> Excerpted data

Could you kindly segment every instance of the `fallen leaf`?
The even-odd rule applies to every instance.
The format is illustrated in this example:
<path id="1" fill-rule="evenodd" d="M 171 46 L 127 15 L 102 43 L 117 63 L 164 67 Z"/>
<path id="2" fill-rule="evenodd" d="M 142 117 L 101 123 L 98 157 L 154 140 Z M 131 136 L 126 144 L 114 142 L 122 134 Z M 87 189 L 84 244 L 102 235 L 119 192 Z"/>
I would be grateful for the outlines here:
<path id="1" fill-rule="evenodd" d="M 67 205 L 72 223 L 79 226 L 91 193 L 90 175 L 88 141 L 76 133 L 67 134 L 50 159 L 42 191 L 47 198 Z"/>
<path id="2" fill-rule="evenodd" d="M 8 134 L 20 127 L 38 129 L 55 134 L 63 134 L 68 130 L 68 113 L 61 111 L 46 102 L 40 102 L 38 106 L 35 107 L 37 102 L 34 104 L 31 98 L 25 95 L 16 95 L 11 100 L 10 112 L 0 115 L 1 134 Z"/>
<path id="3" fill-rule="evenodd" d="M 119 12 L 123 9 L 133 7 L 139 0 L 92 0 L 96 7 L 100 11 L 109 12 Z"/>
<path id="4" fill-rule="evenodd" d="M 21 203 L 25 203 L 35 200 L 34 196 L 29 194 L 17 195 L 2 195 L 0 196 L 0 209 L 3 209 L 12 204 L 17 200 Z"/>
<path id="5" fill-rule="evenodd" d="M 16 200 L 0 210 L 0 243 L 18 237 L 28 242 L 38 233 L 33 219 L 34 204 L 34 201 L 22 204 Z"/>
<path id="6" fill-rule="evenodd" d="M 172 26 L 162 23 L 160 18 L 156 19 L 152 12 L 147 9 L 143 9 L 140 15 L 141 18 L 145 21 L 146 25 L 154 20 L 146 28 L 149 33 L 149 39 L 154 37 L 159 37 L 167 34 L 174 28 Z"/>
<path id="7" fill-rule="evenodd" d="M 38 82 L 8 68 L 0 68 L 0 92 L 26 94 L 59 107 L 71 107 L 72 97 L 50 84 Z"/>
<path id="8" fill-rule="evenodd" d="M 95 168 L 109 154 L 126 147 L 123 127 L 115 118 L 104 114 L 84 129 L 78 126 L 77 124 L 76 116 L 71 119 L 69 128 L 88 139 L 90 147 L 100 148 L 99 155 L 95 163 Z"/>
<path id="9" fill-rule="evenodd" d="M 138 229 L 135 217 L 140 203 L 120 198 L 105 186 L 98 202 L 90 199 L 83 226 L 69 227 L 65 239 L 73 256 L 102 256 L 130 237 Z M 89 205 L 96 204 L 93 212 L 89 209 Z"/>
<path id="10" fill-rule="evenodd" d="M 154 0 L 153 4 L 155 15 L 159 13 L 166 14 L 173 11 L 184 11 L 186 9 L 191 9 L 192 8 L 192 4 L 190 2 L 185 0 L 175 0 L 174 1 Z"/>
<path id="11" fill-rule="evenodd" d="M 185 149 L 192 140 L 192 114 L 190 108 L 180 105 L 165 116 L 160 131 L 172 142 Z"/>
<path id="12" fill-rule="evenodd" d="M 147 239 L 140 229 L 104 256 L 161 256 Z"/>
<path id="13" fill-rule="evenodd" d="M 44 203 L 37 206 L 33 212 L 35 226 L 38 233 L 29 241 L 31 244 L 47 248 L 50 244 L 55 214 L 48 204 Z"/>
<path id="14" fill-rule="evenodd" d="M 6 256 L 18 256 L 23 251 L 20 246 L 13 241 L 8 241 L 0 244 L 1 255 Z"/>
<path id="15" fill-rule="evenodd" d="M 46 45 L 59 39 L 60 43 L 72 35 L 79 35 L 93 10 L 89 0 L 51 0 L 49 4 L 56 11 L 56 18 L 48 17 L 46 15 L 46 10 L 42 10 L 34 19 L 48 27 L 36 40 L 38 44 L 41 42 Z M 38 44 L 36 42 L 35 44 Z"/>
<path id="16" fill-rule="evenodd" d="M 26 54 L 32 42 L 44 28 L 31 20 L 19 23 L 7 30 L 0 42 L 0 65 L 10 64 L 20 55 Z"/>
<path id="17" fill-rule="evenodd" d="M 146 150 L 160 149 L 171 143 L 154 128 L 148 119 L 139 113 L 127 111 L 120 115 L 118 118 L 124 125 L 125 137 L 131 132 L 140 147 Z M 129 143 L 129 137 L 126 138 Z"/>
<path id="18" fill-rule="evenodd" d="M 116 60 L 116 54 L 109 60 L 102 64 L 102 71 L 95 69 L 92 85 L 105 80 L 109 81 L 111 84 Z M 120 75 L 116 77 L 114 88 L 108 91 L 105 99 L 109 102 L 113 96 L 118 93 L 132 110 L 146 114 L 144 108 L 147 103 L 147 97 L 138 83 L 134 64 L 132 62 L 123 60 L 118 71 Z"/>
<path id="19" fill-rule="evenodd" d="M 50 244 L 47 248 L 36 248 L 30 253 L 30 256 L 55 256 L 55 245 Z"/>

> What to work on
Can you reproduce, character for character, the stretch of lines above from the first one through the line that contains "21 203 L 25"?

> Output of the exercise
Could you kindly segment every instance of the `fallen leaf`?
The even-odd rule applies to every instance.
The format is illustrated in this example:
<path id="1" fill-rule="evenodd" d="M 171 46 L 127 15 L 102 43 L 117 63 L 164 67 Z"/>
<path id="2" fill-rule="evenodd" d="M 142 117 L 101 123 L 98 157 L 154 140 Z M 131 136 L 126 144 L 114 142 L 122 134 Z M 87 189 L 84 244 L 102 235 L 119 192 Z"/>
I would be grateful for the outlines here:
<path id="1" fill-rule="evenodd" d="M 67 205 L 72 223 L 79 226 L 91 193 L 90 175 L 88 141 L 76 133 L 67 134 L 50 159 L 42 191 L 47 198 Z"/>
<path id="2" fill-rule="evenodd" d="M 8 134 L 20 127 L 38 129 L 55 134 L 63 134 L 68 130 L 68 113 L 61 111 L 46 102 L 40 102 L 38 106 L 35 107 L 37 102 L 34 104 L 31 98 L 25 95 L 16 95 L 11 100 L 10 112 L 0 115 L 1 134 Z"/>
<path id="3" fill-rule="evenodd" d="M 119 12 L 123 9 L 133 7 L 139 0 L 92 0 L 96 7 L 100 11 L 109 12 Z"/>
<path id="4" fill-rule="evenodd" d="M 21 203 L 25 203 L 35 200 L 34 196 L 29 194 L 17 195 L 2 195 L 0 196 L 0 209 L 3 209 L 12 204 L 17 200 Z"/>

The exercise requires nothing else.